» Brief A
List the four qualities the opening paragraph of the interview below uses to describe Marie Mills.
» Brief B
Repeat word for word the passage of the interview below, from "M3: If you had" up to and including "think of me.".

» Reading text
☆ ☆ ☆
Marie Mills graduated from California State University at Northridge with a degree in Mathematics. She worked as an accountant for 11 years before leaving to raise her first child. Four years ago, with one child in college and two in high school, she became an assistant first grade teacher at a Catholic school in Louisville, Kentucky. Marie Mills is being featured because she has raised three children while being an example of a caring, funny, wise, and confident woman.
Miss Millennia Magazine: Since it’s that time of year, do you have any resolutions for 2015?
Marie Mills: No, I don’t make resolutions because the New Year is such an arbitrary time of year. I make resolutions weekly, daily. I try to constantly better myself through self-critique.
M3: If you had the opportunity, what would you say to your younger self?
Marie: I would say to try not to compare myself to other people as much, and to worry less about what other people think of me and focus on myself. It doesn’t help to compare, to say I’m better than that person or that I don’t measure up, both of them are self-defeating. And I think I wasted a lot of time worrying about what other people think of me.
Who are some of your role models?
Mary Tyler Moore, on The Mary Tyler Moore Show. She was independent and self-supporting, and that’s what I wanted as a kid. I’d say my current role models are a couple of very close friends that I’ve known for a long time, and they’ve been my friends for a long time because they’re wonderful examples of Christianity and faith. My kids, too, because they have so much less fear than I did at their age, they’re not afraid to try new things or take risks, and they’re examples of how hard work pays off; they’re such hard-workers.
How do you think being a mother has changed you?
☆ ☆ ☆
» Entries supplied
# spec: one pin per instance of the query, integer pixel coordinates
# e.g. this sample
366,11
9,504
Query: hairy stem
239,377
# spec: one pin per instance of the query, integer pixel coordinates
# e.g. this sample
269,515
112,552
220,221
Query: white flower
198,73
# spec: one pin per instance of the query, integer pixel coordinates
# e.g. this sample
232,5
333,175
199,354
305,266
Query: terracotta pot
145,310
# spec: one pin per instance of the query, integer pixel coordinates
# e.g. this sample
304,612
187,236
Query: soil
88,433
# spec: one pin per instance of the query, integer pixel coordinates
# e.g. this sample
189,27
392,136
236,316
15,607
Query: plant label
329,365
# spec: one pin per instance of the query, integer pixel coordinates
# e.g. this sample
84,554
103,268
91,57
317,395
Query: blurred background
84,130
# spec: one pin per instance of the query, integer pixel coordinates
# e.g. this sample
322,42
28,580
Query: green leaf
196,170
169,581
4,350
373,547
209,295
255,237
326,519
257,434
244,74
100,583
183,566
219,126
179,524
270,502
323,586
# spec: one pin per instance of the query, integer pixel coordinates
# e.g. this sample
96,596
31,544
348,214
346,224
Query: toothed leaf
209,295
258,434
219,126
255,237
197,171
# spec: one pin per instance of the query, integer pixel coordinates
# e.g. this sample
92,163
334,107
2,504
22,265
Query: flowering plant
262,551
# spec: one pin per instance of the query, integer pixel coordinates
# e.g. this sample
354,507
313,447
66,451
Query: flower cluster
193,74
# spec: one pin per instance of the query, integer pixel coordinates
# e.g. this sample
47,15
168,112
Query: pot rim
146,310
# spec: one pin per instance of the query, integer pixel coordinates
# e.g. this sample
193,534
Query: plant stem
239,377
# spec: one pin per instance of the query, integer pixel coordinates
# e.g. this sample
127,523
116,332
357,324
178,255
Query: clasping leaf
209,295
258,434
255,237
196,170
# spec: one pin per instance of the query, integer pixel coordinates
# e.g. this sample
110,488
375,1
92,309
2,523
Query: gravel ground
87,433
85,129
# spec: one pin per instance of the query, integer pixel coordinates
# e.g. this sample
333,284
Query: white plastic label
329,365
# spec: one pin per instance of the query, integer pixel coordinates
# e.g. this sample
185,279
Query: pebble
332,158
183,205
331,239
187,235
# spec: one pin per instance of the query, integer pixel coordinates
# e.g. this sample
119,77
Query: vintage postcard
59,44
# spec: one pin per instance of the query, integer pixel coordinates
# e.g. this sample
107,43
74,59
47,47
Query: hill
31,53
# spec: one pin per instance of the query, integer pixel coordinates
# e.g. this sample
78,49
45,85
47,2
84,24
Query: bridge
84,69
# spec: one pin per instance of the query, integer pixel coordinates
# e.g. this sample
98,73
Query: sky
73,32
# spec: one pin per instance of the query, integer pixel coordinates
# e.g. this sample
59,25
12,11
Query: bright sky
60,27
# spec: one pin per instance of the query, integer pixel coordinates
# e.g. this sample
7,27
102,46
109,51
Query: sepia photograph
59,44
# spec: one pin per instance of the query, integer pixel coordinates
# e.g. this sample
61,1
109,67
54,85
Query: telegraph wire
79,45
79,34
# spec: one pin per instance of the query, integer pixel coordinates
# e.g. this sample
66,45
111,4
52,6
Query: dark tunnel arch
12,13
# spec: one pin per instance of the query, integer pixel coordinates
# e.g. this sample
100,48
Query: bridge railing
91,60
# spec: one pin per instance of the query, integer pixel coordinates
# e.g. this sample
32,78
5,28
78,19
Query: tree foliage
☆ ☆ ☆
» Response box A
caring, funny, wise, confident

» Response box B
M3: If you had the opportunity, what would you say to your younger self?
Marie: I would say to try not to compare myself to other people as much, and to worry less about what other people think of me and focus on myself. It doesn’t help to compare, to say I’m better than that person or that I don’t measure up, both of them are self-defeating. And I think I wasted a lot of time worrying about what other people think of me.